Work to complete » Write down every entry below once more, exactly.

<<<<

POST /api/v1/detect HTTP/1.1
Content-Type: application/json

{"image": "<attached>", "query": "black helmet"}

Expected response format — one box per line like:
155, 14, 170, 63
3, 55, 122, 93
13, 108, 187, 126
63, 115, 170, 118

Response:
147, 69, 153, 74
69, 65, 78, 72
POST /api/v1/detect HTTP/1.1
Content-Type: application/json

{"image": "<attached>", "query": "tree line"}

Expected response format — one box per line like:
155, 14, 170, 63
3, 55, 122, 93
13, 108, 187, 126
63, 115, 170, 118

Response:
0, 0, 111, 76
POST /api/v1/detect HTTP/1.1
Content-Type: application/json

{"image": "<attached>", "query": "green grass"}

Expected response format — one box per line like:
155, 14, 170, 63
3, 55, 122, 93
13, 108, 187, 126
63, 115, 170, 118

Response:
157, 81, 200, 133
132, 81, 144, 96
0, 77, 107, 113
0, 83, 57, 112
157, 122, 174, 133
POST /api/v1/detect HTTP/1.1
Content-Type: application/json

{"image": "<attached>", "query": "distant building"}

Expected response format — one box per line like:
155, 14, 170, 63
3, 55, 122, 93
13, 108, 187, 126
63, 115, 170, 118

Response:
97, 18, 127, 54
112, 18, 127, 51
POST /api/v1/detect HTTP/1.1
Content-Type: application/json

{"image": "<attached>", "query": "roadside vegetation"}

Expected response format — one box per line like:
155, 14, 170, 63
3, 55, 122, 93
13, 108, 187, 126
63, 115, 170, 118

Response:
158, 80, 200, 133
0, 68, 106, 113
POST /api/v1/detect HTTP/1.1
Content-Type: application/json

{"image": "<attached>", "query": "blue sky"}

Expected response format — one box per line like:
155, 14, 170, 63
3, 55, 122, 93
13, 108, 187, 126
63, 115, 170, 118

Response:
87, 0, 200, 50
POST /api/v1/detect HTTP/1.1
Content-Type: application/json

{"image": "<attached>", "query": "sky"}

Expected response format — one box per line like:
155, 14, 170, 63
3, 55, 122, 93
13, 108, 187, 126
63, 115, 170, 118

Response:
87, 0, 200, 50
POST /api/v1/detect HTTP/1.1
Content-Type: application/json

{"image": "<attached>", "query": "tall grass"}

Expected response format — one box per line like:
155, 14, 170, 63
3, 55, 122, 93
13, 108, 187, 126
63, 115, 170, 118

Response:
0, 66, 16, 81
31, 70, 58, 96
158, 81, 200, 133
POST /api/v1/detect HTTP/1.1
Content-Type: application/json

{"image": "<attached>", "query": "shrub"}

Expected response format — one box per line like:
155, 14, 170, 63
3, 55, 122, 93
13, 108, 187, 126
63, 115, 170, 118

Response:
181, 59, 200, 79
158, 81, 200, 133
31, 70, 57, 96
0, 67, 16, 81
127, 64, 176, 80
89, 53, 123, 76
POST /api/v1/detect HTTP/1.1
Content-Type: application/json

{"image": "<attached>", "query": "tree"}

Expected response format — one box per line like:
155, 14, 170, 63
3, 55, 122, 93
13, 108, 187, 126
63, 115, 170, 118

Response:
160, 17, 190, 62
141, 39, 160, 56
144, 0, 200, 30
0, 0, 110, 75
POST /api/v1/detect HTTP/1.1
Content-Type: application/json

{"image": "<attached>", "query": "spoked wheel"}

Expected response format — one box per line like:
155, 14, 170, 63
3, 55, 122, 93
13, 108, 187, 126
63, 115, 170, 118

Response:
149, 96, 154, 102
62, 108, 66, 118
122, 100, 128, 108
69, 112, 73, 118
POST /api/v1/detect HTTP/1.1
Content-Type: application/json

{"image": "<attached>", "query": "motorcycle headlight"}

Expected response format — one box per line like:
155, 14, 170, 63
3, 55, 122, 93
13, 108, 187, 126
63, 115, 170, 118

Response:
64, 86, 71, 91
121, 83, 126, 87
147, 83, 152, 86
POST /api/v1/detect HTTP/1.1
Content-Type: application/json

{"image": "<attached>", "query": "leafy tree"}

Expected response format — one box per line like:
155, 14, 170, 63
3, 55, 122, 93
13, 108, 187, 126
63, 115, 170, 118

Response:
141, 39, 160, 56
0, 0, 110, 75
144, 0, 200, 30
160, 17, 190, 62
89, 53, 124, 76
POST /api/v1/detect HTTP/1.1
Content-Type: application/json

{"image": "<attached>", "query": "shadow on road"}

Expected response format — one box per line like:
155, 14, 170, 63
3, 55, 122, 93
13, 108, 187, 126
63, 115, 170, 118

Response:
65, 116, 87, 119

>>>>

Solution »
POST /api/v1/detect HTTP/1.1
Content-Type: application/json

{"image": "<attached>", "query": "black helmet"}

Expected response format — one box per line like:
155, 14, 170, 63
3, 55, 122, 93
13, 108, 187, 126
63, 115, 170, 118

Response:
147, 69, 153, 74
69, 65, 78, 72
POST /api/v1/detect HTTP/1.1
Content-Type: application/json

{"image": "<attached>", "query": "tree line"}

Expected response format — one box per line like:
155, 14, 170, 63
3, 55, 122, 93
13, 108, 187, 126
63, 115, 170, 118

Response:
0, 0, 111, 76
POST /api/v1/detect HTTP/1.1
Content-Type: application/json

{"image": "<attached>", "query": "green grass"}

Expected response format — one box per line like:
155, 14, 170, 63
3, 55, 122, 93
13, 108, 187, 126
63, 115, 170, 118

Response:
157, 81, 200, 133
132, 81, 144, 96
0, 77, 107, 113
0, 83, 57, 112
157, 122, 174, 133
POST /api/v1/detect HTTP/1.1
Content-Type: application/json

{"image": "<attached>", "query": "distant building"}

Expected response format — one box per line like:
155, 14, 170, 63
3, 55, 122, 93
13, 108, 187, 126
63, 115, 170, 118

Response:
97, 18, 127, 54
112, 18, 127, 51
POST /api/v1/detect HTTP/1.1
Content-Type: application/json

{"image": "<attached>", "query": "roadside vegetation"}

Expected response format — one box per line like:
155, 14, 170, 63
3, 55, 122, 93
13, 108, 187, 126
63, 115, 170, 118

Response:
158, 80, 200, 133
0, 68, 106, 113
POST /api/v1/detect HTTP/1.1
Content-Type: application/json

{"image": "<attached>", "query": "blue sky"}

Expected response format — one box per line like:
155, 14, 170, 63
3, 55, 122, 93
13, 108, 187, 126
63, 115, 170, 118

Response:
87, 0, 200, 50
POST /api/v1/detect HTTP/1.1
Content-Type: application/json

{"image": "<attached>", "query": "sky"}

Expected response format — one box per line like:
155, 14, 170, 63
3, 55, 122, 93
13, 108, 187, 126
63, 115, 170, 118

Response:
87, 0, 200, 50
POST /api/v1/detect HTTP/1.1
Content-Type: application/json

{"image": "<attached>", "query": "tall grass"}

Expected response format — one box per line like:
155, 14, 170, 63
3, 55, 122, 93
13, 108, 187, 126
63, 115, 170, 118

Response:
0, 66, 16, 81
31, 70, 58, 96
158, 81, 200, 133
POST /api/v1/detect HTTP/1.1
Content-Type: application/json

{"image": "<attached>", "query": "shrub"}

Expected response format — one box per line like:
155, 14, 170, 63
3, 55, 122, 93
13, 108, 187, 126
63, 115, 170, 118

Response:
181, 59, 200, 79
158, 81, 200, 133
31, 70, 57, 96
0, 67, 16, 81
127, 64, 176, 80
89, 53, 123, 76
POST /api/v1/detect HTTP/1.1
Content-Type: application/json

{"image": "<attached>", "query": "tree"}

Expected response format — one box per line like:
155, 14, 170, 63
3, 55, 122, 93
13, 108, 187, 126
63, 115, 170, 118

Response:
160, 17, 190, 62
141, 39, 160, 56
144, 0, 200, 30
0, 0, 110, 75
POST /api/v1/detect HTTP/1.1
Content-Type: application/json

{"image": "<attached>", "query": "spoked wheel"}

Expected response format — one box per line like:
155, 14, 170, 63
3, 55, 122, 93
13, 108, 187, 126
63, 115, 170, 118

Response:
149, 96, 154, 102
62, 108, 66, 118
122, 100, 128, 108
69, 112, 73, 118
POST /api/v1/detect HTTP/1.1
Content-Type: application/json

{"image": "<attached>", "query": "motorcycle headlight"}

Expected response format — one box per line like:
155, 14, 170, 63
3, 55, 122, 93
13, 108, 187, 126
63, 115, 170, 118

Response:
64, 86, 71, 91
121, 83, 126, 87
147, 83, 152, 86
POST /api/v1/detect HTTP/1.1
Content-Type: application/json

{"image": "<attached>", "query": "leafy tree"}

Expected response format — one box per line like:
155, 14, 170, 63
3, 55, 122, 93
13, 108, 187, 126
63, 115, 170, 118

Response:
141, 39, 160, 56
0, 0, 110, 75
144, 0, 200, 30
160, 17, 190, 62
89, 53, 124, 76
POST /api/v1/detect HTTP/1.1
Content-Type: application/json

{"image": "<attached>", "query": "shadow on road"}

Expected response format — one box per line like:
155, 14, 170, 63
3, 55, 122, 93
13, 108, 187, 126
63, 115, 170, 118

Response:
65, 116, 87, 119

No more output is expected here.